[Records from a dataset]
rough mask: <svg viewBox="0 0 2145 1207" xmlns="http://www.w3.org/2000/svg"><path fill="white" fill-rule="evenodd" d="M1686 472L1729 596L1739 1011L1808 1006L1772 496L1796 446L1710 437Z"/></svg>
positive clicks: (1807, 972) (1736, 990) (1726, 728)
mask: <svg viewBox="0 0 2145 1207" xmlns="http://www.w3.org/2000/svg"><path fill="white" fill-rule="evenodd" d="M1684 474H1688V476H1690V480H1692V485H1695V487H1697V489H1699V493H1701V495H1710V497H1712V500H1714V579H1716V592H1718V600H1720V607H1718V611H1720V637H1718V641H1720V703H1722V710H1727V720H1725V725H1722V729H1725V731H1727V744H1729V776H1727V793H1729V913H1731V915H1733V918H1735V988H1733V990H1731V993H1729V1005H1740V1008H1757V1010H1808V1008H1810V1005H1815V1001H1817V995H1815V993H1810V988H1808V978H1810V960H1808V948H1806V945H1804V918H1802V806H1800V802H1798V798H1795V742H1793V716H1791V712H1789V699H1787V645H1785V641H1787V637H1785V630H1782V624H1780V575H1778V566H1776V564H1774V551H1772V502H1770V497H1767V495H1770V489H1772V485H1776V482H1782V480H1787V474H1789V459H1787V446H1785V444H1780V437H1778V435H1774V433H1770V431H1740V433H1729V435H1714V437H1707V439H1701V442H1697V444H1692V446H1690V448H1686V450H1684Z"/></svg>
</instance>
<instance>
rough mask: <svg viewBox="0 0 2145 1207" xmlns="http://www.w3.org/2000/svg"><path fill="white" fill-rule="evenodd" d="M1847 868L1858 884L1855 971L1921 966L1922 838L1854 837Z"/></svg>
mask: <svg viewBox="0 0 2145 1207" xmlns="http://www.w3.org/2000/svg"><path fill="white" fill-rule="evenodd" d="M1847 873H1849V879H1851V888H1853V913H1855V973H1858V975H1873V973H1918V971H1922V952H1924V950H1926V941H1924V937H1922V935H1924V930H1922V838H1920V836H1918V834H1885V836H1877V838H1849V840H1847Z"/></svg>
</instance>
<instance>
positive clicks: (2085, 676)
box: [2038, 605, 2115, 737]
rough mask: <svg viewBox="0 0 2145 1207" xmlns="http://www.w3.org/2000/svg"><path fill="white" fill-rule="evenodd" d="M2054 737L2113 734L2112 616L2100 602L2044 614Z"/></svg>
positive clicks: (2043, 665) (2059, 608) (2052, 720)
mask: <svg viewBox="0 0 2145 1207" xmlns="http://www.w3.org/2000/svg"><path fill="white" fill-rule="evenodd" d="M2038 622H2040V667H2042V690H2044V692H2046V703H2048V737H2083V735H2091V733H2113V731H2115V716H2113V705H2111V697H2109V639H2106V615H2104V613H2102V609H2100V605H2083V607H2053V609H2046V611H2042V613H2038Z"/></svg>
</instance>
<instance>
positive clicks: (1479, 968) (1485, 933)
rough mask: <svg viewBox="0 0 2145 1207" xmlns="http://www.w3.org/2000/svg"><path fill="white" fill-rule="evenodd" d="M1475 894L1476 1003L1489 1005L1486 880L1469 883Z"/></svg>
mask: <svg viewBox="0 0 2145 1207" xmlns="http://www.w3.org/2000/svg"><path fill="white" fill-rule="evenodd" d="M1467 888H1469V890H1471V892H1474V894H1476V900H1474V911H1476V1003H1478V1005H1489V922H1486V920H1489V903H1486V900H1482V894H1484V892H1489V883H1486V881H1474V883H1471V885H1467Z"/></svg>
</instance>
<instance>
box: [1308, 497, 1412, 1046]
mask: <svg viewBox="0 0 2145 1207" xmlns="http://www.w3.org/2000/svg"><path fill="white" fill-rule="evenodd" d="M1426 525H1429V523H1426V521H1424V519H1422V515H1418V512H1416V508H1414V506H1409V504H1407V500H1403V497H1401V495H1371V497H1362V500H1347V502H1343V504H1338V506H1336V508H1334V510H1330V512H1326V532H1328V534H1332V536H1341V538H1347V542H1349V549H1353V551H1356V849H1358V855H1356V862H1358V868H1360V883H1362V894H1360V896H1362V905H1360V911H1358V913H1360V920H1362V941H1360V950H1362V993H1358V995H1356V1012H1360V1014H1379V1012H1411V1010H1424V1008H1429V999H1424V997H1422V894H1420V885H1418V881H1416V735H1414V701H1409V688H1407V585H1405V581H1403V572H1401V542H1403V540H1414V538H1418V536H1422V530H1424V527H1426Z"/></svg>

**INSTRUCTION:** Please update the stretch of data from the start through the line containing "positive clicks: (1807, 972)", changing "rough" to "coarse" and leaving everything else the same. Return only those lines.

**OUTPUT FOR THIS TASK:**
coarse mask: <svg viewBox="0 0 2145 1207" xmlns="http://www.w3.org/2000/svg"><path fill="white" fill-rule="evenodd" d="M1686 472L1729 596L1739 1011L1808 1006L1772 496L1796 446L1710 437Z"/></svg>
positive clicks: (1807, 972) (1736, 990) (1726, 728)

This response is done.